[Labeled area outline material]

* Begin *

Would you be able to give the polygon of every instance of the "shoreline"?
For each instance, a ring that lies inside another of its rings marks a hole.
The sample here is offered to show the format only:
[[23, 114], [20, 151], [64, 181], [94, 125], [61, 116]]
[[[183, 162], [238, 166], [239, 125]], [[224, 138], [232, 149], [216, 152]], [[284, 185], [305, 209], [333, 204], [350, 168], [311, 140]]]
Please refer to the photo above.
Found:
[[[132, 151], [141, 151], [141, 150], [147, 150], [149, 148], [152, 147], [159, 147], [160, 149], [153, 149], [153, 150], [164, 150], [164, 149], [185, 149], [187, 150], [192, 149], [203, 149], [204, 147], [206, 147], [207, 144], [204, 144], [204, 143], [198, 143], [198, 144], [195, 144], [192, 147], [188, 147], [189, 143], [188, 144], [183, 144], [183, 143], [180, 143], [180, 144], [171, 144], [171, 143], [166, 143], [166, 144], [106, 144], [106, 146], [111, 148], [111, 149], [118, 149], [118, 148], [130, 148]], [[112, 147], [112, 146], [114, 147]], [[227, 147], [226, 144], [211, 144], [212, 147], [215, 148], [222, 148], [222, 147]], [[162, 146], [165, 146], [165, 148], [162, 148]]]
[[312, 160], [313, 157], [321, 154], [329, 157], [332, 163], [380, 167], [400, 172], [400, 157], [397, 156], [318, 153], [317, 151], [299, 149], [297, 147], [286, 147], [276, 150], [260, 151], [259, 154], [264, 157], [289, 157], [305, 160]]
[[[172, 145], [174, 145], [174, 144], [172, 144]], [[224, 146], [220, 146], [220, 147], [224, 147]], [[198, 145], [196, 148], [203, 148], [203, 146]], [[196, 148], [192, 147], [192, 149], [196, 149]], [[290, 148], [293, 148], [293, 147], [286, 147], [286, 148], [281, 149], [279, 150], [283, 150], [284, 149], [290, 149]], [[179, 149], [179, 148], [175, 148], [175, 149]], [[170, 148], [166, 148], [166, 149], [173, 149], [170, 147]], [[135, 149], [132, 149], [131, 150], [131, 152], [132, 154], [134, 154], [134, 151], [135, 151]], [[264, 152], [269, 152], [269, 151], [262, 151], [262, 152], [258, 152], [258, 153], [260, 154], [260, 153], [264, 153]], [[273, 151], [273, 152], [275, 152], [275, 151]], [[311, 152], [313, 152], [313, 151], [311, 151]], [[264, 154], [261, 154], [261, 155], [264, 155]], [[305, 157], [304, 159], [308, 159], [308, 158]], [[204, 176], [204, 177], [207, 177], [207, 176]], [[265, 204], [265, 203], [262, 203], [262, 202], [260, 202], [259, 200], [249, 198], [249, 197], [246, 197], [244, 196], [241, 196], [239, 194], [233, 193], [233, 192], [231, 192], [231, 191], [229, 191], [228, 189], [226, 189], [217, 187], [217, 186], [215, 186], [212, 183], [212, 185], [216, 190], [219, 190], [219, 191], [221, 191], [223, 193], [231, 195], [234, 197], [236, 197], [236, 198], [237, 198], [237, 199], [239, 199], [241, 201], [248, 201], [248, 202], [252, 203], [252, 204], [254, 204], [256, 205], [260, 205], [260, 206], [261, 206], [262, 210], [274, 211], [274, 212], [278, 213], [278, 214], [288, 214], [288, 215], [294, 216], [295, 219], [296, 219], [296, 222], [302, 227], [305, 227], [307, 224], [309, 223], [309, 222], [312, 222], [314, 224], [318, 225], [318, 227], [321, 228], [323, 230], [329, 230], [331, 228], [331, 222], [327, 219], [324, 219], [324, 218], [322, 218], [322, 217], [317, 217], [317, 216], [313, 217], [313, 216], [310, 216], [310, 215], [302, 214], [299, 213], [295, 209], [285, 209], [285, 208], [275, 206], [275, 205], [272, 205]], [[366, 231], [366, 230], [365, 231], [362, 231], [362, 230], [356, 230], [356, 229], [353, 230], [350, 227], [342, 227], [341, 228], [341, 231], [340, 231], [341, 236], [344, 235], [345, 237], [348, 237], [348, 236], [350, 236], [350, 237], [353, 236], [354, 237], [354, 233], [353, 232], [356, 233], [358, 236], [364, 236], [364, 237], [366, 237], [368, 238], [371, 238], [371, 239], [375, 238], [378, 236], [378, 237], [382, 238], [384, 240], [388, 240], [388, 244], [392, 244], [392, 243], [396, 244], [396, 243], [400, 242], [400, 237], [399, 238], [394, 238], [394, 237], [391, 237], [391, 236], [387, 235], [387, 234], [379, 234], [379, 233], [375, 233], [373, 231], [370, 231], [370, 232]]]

* End *

Copy the material word for word, starting with its first line and ending with the line that contains "The sample here", both included.

Would you be able to give the polygon of every instance of the "shoreline"?
For each instance, a ring that lies inside another of its rings marks a hole.
The sample here is offered to show the format only:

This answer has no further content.